El tiempo suspendido en los ojos de quienes vivieron la última locura futbolera, cuando también se escuchaba ``sí-se-puede''. Otra vez volaron los palos, las piedras y las botellas, acompañados ahora de cientos de latas de espuma (la novedad del festejo). Los jóvenes descargaron su furia en los proyectiles dirigidos a los uniformados, protegidos detrás de sus escudos. Los granaderos, en guardia alrededor de la columna, salieron a perseguir a sus atacantes, aunque en realidad el apañón se dejó sentir en contra aun de los espectadores de la contienda. La Policía Montada también se desplegó y cayó sobre los torsos desnudos, pintados de los colores patrios, que obligaron al repliegue policiaco.
De paso, los agresores descalabraron a una decena de desafortunados, que quedaron en medio de la refriega, entre ellos cuatro fotógrafos: Antonio Nava, Guillermo Pérez, Jorge Gutiérrez y Susana González, de Reuters, a quien una piedra del tamaño de un puño le rompió la cara y la dejó inconsciente en medio de un charco de sangre.
¿Cuál fiesta?
Observador de los desmanes, Marcos, auxiliar técnico del Marte de Morelos, sólo encogió los hombros. ``Es un desfogue social, no es sólo el futbol, sino el pretexto para desahogar una inconformidad social''.
Pero los ímpetus de bronca fueron sofocados intermitentemente por otros jóvenes que sólo buscaban celebrar ``el ahora sí merecido triunfo'' de la selección. Ora lanzaban consignas de ``no violencia'' y ``que siga la fiesta'', ora deambulaban con cajas para recoger latas y palos del suelo y entregarlos a la policía. Ya desesperados, sacaban sus balones entre los botellazos para comenzar la cascarita.
Hooligans sí, pero aztecas no, reclamaron las voces anónimas de un grupo de jóvenes al dueño de una camioneta Panthfinder, último modelo, quien les espetó la ofensa luego de escalar su automóvil.

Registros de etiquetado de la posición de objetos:
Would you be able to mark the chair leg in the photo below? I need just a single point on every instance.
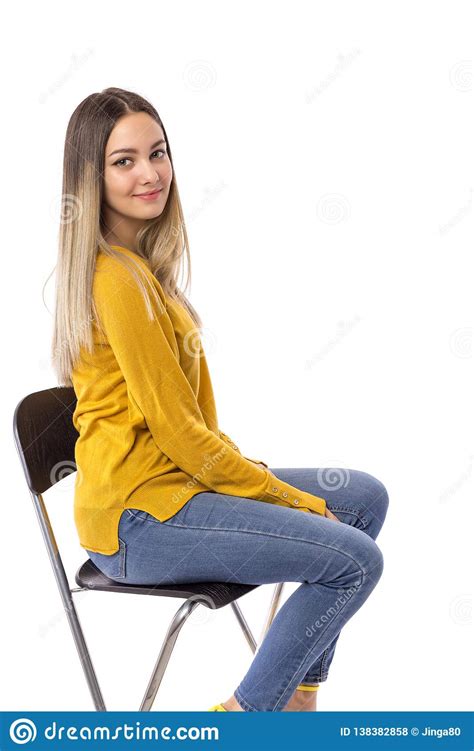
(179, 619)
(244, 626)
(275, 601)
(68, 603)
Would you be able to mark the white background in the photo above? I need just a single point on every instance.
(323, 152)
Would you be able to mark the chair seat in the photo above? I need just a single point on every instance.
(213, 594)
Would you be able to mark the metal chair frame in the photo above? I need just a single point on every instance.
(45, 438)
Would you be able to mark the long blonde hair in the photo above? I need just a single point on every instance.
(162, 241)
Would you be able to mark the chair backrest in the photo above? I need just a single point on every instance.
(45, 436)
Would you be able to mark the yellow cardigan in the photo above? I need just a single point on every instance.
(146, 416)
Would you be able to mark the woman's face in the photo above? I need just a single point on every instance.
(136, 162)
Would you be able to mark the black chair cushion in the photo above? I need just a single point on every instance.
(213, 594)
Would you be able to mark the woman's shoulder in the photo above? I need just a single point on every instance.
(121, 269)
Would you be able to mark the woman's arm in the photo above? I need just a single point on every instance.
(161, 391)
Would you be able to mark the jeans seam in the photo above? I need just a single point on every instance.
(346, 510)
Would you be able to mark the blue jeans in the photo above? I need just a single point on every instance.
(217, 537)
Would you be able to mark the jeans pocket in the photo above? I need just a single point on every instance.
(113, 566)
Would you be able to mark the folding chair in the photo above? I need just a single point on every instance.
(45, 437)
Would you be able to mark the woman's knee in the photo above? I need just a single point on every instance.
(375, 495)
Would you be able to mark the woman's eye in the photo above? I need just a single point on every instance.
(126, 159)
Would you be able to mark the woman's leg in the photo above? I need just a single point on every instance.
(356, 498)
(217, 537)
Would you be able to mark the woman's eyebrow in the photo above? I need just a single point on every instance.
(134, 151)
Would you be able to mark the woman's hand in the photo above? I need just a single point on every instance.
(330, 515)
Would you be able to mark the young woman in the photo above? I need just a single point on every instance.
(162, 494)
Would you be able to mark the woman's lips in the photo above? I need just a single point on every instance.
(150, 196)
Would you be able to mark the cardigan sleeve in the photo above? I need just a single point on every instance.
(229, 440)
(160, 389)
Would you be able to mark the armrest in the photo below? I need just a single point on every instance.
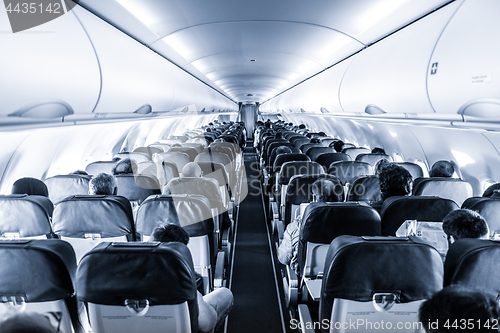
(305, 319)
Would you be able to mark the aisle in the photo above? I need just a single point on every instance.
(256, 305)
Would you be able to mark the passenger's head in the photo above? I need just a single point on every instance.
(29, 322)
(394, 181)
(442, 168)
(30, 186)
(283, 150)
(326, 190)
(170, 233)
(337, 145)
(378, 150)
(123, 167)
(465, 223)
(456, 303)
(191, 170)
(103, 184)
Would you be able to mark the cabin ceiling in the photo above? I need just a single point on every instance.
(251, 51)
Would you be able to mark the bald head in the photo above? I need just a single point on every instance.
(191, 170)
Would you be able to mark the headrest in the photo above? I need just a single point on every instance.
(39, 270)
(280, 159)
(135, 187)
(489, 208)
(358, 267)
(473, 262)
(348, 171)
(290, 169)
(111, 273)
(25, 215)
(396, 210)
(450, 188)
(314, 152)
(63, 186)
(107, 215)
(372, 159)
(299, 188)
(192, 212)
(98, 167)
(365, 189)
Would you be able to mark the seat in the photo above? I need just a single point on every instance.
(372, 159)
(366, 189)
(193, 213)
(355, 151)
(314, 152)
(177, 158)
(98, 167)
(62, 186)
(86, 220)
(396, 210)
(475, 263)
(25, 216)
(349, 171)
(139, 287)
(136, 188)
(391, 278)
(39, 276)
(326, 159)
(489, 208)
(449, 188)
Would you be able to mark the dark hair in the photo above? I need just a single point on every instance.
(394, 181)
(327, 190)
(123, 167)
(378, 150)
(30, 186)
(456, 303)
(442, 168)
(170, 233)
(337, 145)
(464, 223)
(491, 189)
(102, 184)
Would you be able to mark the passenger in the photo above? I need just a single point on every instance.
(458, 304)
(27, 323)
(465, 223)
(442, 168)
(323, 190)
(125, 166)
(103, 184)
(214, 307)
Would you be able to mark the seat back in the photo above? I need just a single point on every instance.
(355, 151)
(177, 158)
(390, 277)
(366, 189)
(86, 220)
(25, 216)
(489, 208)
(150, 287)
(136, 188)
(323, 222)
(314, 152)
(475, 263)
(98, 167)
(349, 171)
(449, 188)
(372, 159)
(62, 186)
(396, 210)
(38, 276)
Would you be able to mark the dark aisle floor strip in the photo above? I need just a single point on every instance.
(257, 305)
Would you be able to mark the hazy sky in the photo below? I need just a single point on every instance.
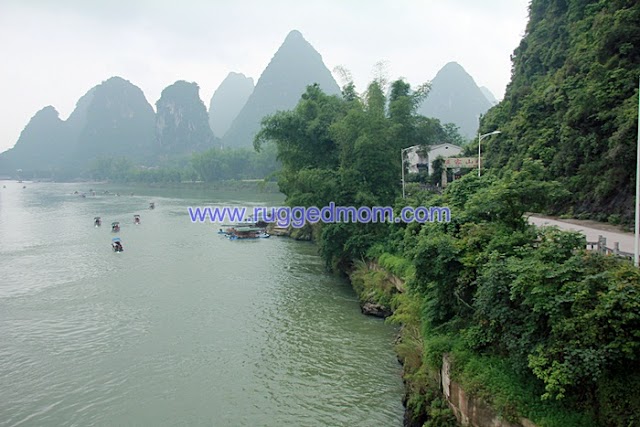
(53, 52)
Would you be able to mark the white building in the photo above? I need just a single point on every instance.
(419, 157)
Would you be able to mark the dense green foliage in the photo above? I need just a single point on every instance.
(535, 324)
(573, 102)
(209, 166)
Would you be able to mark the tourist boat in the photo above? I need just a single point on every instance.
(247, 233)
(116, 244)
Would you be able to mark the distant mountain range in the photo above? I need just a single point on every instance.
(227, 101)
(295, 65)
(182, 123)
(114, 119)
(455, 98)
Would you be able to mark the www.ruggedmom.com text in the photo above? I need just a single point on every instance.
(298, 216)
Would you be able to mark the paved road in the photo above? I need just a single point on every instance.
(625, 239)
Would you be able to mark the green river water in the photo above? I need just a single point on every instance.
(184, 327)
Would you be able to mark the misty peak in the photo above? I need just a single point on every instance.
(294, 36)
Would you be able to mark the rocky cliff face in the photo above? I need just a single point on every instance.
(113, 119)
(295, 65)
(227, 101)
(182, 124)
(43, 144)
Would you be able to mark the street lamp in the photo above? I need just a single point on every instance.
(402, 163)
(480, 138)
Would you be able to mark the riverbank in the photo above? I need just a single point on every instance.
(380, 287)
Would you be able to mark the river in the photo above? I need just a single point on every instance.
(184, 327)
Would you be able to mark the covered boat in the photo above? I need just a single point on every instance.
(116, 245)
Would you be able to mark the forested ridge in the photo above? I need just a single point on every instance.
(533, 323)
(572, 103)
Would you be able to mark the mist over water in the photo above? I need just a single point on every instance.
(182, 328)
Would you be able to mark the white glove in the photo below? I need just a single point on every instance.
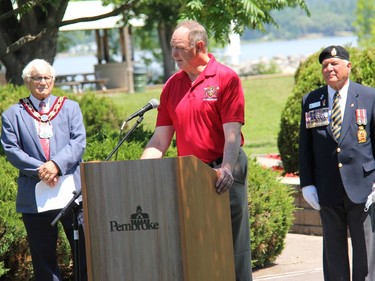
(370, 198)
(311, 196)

* * *

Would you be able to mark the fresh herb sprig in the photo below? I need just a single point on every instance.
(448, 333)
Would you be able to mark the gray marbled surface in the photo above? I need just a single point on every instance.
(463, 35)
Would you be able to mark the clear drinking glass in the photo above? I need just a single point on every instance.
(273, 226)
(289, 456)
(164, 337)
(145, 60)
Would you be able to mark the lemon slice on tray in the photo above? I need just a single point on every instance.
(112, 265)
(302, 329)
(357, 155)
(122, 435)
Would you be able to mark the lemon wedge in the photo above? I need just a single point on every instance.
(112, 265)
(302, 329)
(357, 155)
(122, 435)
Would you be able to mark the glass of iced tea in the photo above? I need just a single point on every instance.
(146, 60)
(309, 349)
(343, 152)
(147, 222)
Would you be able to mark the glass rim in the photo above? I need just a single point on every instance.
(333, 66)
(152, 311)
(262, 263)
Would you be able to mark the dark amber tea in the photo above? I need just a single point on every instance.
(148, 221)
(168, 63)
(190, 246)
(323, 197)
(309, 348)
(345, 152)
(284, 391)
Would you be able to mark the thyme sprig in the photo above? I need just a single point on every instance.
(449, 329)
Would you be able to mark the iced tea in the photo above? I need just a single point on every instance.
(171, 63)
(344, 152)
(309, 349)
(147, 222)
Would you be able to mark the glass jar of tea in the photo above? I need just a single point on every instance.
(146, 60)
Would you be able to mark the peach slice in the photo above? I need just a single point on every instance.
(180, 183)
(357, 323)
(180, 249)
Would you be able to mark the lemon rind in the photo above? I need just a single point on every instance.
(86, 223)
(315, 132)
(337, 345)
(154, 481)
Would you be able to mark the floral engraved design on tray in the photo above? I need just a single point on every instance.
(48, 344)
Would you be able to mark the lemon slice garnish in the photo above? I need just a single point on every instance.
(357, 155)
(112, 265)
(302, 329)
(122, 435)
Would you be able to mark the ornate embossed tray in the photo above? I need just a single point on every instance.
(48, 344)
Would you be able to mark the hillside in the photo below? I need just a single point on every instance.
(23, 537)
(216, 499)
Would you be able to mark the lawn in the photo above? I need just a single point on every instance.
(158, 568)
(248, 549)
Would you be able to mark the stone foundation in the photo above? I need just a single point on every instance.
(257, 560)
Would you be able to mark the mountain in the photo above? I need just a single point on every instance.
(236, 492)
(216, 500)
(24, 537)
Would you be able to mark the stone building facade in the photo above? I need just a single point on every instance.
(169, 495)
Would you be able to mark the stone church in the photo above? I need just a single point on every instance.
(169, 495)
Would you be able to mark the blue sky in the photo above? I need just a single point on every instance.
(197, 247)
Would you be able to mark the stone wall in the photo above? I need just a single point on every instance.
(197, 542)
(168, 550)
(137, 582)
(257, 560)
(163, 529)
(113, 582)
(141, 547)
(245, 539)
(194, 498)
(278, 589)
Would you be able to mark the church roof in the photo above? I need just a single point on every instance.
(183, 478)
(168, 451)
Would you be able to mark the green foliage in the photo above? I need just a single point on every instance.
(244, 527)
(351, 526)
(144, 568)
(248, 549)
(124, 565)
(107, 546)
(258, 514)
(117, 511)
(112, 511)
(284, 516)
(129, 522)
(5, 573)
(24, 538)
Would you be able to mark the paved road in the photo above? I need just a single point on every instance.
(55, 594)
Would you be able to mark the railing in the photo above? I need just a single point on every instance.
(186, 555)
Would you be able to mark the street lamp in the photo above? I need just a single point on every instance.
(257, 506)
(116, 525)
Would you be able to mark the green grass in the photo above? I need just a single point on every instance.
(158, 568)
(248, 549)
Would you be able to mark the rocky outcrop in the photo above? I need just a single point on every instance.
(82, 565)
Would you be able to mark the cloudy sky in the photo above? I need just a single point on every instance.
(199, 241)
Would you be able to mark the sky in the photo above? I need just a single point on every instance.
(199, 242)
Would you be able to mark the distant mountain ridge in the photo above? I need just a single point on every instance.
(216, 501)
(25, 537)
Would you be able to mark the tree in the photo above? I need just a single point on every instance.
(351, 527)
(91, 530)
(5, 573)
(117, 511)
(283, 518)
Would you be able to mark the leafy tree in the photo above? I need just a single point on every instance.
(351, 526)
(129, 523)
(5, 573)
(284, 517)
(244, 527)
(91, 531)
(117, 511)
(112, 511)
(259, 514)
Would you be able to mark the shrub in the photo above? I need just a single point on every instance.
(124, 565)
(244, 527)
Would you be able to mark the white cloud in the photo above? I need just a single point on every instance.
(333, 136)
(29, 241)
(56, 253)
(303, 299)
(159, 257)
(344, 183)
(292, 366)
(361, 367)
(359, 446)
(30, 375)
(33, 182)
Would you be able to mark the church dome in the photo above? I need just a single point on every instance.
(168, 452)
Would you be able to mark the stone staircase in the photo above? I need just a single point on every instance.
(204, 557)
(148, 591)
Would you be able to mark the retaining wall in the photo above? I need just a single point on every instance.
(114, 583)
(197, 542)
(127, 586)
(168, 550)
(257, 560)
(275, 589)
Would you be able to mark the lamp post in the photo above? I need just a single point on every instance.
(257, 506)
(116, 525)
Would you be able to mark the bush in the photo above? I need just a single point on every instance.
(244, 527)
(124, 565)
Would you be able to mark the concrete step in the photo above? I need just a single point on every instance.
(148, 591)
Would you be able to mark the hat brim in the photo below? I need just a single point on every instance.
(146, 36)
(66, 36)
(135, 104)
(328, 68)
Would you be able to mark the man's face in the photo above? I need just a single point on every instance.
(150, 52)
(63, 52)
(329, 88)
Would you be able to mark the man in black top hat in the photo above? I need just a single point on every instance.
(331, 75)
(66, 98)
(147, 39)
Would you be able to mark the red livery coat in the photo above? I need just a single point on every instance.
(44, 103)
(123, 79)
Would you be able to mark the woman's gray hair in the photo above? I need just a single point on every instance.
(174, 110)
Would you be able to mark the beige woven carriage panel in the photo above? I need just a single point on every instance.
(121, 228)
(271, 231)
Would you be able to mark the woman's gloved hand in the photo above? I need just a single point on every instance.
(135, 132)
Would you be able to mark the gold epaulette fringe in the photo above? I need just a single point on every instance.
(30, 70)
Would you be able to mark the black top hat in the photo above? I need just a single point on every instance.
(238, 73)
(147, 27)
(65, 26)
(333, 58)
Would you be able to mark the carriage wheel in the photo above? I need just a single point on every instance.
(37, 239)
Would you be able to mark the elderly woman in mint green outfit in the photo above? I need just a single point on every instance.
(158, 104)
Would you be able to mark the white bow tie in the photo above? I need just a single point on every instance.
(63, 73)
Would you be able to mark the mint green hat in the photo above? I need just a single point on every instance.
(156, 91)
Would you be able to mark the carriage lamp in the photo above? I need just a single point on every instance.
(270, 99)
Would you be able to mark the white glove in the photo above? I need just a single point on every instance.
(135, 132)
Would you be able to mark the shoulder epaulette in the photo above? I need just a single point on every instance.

Tareas del ejercicio:
**a.** Según el texto sobre los festejos futboleros, ¿qué objetos fueron la novedad del festejo?
**b.** Copia del texto sobre los festejos futboleros el fragmento que empieza en "De paso, los" y continúa hasta "charco de sangre.".

Respuestas del ejercicio:
**a.** Cientos de latas de espuma.

**b.**
De paso, los agresores descalabraron a una decena de desafortunados, que quedaron en medio de la refriega, entre ellos cuatro fotógrafos: Antonio Nava, Guillermo Pérez, Jorge Gutiérrez y Susana González, de Reuters, a quien una piedra del tamaño de un puño le rompió la cara y la dejó inconsciente en medio de un charco de sangre.